### Aim:
Write out each entry, exactly the way it appears.

### Material to process:
• • •
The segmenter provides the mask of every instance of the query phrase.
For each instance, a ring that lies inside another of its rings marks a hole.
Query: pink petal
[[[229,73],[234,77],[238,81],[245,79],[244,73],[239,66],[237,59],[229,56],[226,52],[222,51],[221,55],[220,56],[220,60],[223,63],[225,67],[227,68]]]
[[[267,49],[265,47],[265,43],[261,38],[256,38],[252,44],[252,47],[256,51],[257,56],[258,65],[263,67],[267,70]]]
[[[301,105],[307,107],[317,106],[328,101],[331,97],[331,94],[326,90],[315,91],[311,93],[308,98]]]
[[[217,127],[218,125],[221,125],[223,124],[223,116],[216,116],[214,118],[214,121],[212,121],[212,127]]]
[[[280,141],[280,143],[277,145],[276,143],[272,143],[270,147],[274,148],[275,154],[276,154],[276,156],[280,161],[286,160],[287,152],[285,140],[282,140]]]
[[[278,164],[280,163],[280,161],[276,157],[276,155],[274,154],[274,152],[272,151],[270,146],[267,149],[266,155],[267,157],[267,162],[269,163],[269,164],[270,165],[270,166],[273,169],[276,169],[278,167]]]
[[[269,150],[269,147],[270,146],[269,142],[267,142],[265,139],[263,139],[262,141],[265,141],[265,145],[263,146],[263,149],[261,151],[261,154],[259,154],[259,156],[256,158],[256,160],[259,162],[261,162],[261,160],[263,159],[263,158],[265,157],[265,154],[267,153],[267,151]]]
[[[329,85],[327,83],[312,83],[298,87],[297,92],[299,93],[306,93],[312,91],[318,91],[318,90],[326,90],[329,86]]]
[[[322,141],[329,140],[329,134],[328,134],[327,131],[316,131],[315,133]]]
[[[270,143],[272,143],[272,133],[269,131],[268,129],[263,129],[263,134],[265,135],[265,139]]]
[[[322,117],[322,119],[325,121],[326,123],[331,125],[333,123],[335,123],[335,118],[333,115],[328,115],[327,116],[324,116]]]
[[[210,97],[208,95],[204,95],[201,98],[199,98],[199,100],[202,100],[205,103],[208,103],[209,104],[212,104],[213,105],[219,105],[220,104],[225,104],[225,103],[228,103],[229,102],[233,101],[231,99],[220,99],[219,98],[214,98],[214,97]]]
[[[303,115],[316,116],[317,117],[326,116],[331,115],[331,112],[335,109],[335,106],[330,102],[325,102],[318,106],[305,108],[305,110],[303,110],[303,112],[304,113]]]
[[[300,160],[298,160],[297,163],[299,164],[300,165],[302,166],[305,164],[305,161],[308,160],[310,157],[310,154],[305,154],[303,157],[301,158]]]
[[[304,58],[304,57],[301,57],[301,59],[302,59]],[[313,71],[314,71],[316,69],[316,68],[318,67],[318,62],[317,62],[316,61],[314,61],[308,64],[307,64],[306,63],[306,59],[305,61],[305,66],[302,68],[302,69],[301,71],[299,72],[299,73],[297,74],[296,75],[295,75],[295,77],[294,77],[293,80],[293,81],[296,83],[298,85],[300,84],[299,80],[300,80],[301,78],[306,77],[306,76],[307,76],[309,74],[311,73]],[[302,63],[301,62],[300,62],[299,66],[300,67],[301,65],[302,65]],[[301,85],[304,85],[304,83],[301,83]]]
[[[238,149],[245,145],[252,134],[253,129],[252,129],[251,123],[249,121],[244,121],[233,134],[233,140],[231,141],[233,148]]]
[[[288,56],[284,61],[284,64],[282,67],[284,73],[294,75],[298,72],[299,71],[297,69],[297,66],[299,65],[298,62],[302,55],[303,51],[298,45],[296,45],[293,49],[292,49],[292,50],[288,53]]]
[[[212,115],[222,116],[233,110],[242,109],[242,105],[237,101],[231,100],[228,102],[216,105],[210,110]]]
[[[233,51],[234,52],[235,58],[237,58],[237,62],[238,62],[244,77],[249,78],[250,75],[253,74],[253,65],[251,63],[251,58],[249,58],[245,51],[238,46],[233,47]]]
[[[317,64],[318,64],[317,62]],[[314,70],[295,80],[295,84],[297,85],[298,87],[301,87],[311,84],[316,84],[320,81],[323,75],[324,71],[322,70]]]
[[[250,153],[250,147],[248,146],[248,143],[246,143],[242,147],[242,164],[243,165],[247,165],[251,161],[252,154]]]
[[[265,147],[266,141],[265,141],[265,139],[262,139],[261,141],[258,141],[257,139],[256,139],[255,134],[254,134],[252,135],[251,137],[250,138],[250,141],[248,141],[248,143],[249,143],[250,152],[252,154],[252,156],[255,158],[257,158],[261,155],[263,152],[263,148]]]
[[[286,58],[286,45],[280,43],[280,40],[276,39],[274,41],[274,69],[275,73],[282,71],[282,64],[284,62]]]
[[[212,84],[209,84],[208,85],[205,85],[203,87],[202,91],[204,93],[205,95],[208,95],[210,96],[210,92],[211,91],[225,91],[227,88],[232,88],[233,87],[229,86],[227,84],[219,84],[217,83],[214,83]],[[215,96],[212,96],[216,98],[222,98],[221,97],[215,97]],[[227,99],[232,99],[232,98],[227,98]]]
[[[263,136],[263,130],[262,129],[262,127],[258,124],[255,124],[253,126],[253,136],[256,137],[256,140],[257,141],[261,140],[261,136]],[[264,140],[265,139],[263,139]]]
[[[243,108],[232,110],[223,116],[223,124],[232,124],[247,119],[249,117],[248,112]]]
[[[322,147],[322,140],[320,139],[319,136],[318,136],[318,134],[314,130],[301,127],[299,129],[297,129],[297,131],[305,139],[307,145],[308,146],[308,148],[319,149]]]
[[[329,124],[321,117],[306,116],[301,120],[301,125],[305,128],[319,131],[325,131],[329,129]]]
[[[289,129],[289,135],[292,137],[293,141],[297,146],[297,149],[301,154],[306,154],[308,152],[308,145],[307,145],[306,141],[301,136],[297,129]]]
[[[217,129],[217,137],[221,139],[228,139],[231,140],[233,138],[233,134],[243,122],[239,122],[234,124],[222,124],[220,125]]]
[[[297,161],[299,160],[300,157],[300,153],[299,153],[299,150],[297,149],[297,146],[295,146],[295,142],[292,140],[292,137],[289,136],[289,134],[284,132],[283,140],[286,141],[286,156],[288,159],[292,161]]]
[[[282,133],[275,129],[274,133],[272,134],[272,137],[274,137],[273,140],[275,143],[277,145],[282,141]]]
• • •
### Task solution:
The segmenter provides the mask of every instance of the query phrase.
For each instance, a ring that lies inside another of its rings marks a hole.
Query: pink petal
[[[229,73],[234,77],[238,81],[245,79],[244,73],[239,66],[237,59],[229,56],[226,52],[222,51],[221,55],[220,56],[220,60],[223,63],[225,67],[227,68]]]
[[[267,49],[265,47],[265,43],[261,38],[256,38],[252,44],[252,47],[256,51],[257,56],[258,65],[263,67],[267,70]]]
[[[301,105],[307,107],[317,106],[328,101],[331,97],[331,94],[326,90],[315,91],[311,93],[308,98]]]
[[[217,127],[218,125],[221,125],[223,124],[223,116],[216,116],[214,118],[214,121],[212,121],[212,127]]]
[[[280,141],[280,143],[277,145],[276,143],[272,143],[270,147],[274,148],[275,154],[276,154],[276,156],[280,161],[286,160],[287,152],[285,140],[282,140]]]
[[[278,164],[280,163],[280,161],[276,157],[276,155],[274,154],[274,152],[272,151],[270,146],[267,149],[266,155],[267,157],[267,162],[269,163],[269,164],[270,165],[270,166],[273,169],[276,169],[278,167]]]
[[[269,150],[269,147],[270,146],[269,142],[267,142],[265,139],[263,139],[262,141],[265,141],[265,145],[263,146],[263,149],[261,151],[261,154],[259,154],[259,156],[256,158],[256,160],[259,162],[261,162],[261,160],[263,159],[263,158],[265,157],[265,154],[267,153],[267,151]]]
[[[329,85],[327,83],[312,83],[298,87],[297,92],[299,93],[306,93],[312,91],[318,91],[318,90],[326,90],[329,86]]]
[[[322,141],[329,140],[329,134],[328,134],[327,131],[316,131],[315,133]]]
[[[270,143],[272,143],[272,133],[269,131],[268,129],[263,129],[263,134],[265,135],[265,139]]]
[[[322,117],[322,119],[325,121],[326,123],[331,125],[333,123],[335,123],[335,118],[333,115],[328,115],[327,116],[324,116]]]
[[[210,97],[208,95],[204,95],[201,98],[199,98],[199,100],[202,100],[205,103],[208,103],[209,104],[212,104],[213,105],[219,105],[220,104],[225,104],[225,103],[228,103],[229,102],[233,101],[231,99],[220,99],[219,98],[214,98],[214,97]]]
[[[303,115],[316,116],[317,117],[326,116],[331,115],[331,112],[335,109],[335,106],[330,102],[325,102],[318,106],[305,108],[305,110],[303,110],[303,112],[304,113]]]
[[[300,160],[298,160],[297,163],[299,164],[300,165],[302,166],[305,164],[305,161],[308,160],[310,157],[310,154],[305,154],[303,157],[301,158]]]
[[[304,58],[304,57],[301,57],[301,59],[302,59]],[[313,71],[314,71],[316,69],[316,68],[318,67],[318,62],[317,62],[316,61],[314,61],[308,64],[307,64],[306,63],[306,59],[305,61],[305,66],[302,68],[302,69],[301,71],[299,72],[299,73],[297,74],[296,75],[295,75],[295,77],[294,77],[293,80],[293,81],[296,83],[298,85],[300,84],[299,80],[300,80],[301,78],[306,77],[306,76],[307,76],[309,74],[311,73]],[[302,63],[301,62],[300,62],[299,66],[300,67],[301,65],[302,65]],[[301,85],[304,85],[304,83],[301,83]]]
[[[238,149],[245,145],[252,134],[253,129],[252,129],[251,123],[249,121],[244,121],[233,134],[233,140],[231,141],[233,148]]]
[[[288,56],[284,61],[284,64],[282,67],[284,73],[294,75],[298,72],[299,71],[297,69],[297,66],[299,65],[298,62],[302,55],[303,51],[298,45],[296,45],[293,49],[292,49],[292,50],[288,53]]]
[[[212,115],[222,116],[233,110],[242,109],[242,105],[237,101],[231,100],[228,102],[216,105],[210,110]]]
[[[233,51],[234,52],[235,58],[237,58],[237,62],[238,62],[244,77],[249,78],[250,75],[253,74],[253,65],[251,63],[251,58],[249,58],[245,51],[238,46],[233,47]]]
[[[317,64],[318,64],[317,62]],[[314,70],[295,80],[295,84],[297,85],[298,87],[301,87],[311,84],[316,84],[320,81],[323,75],[324,71],[322,70]]]
[[[250,153],[250,147],[248,146],[248,143],[246,143],[242,147],[242,164],[243,165],[247,165],[251,161],[252,154]]]
[[[265,147],[266,141],[265,141],[265,139],[262,139],[261,141],[258,141],[257,139],[256,139],[255,134],[254,134],[252,135],[251,137],[250,138],[250,141],[248,141],[248,143],[249,143],[250,152],[252,154],[252,156],[255,158],[257,158],[261,155],[263,152],[263,148]]]
[[[286,58],[286,45],[280,43],[280,40],[276,39],[274,41],[274,69],[275,73],[282,71],[282,64],[284,62]]]
[[[212,84],[209,84],[208,85],[205,85],[203,87],[202,91],[204,93],[205,95],[208,95],[210,96],[210,92],[211,91],[225,91],[227,88],[232,88],[233,87],[229,86],[227,84],[219,84],[217,83],[214,83]],[[215,96],[212,96],[216,98],[222,98],[221,97],[215,97]],[[227,99],[232,99],[232,98],[227,98]]]
[[[263,136],[263,130],[262,129],[262,127],[258,124],[255,124],[253,126],[253,136],[256,137],[256,140],[257,141],[261,140],[261,136]],[[264,140],[265,139],[263,139]]]
[[[243,108],[232,110],[223,116],[223,124],[232,124],[247,119],[249,117],[248,112]]]
[[[322,147],[322,140],[320,139],[319,136],[318,136],[318,134],[314,130],[301,127],[299,129],[297,129],[297,131],[305,139],[307,145],[308,146],[308,148],[319,149]]]
[[[329,124],[321,117],[306,116],[301,120],[301,125],[305,128],[319,131],[325,131],[329,129]]]
[[[289,129],[289,135],[292,137],[293,141],[297,146],[297,149],[301,154],[306,154],[308,152],[308,145],[307,145],[306,141],[301,136],[297,129]]]
[[[217,129],[217,137],[221,139],[228,139],[231,140],[233,138],[233,134],[243,122],[239,122],[234,124],[222,124],[220,125]]]
[[[297,161],[299,160],[300,157],[300,153],[299,153],[299,150],[297,149],[297,146],[295,146],[295,142],[292,140],[292,137],[289,136],[289,134],[284,132],[283,140],[286,141],[286,156],[288,159],[292,161]]]
[[[282,133],[275,129],[274,133],[272,134],[272,137],[274,137],[273,140],[275,143],[277,145],[282,141]]]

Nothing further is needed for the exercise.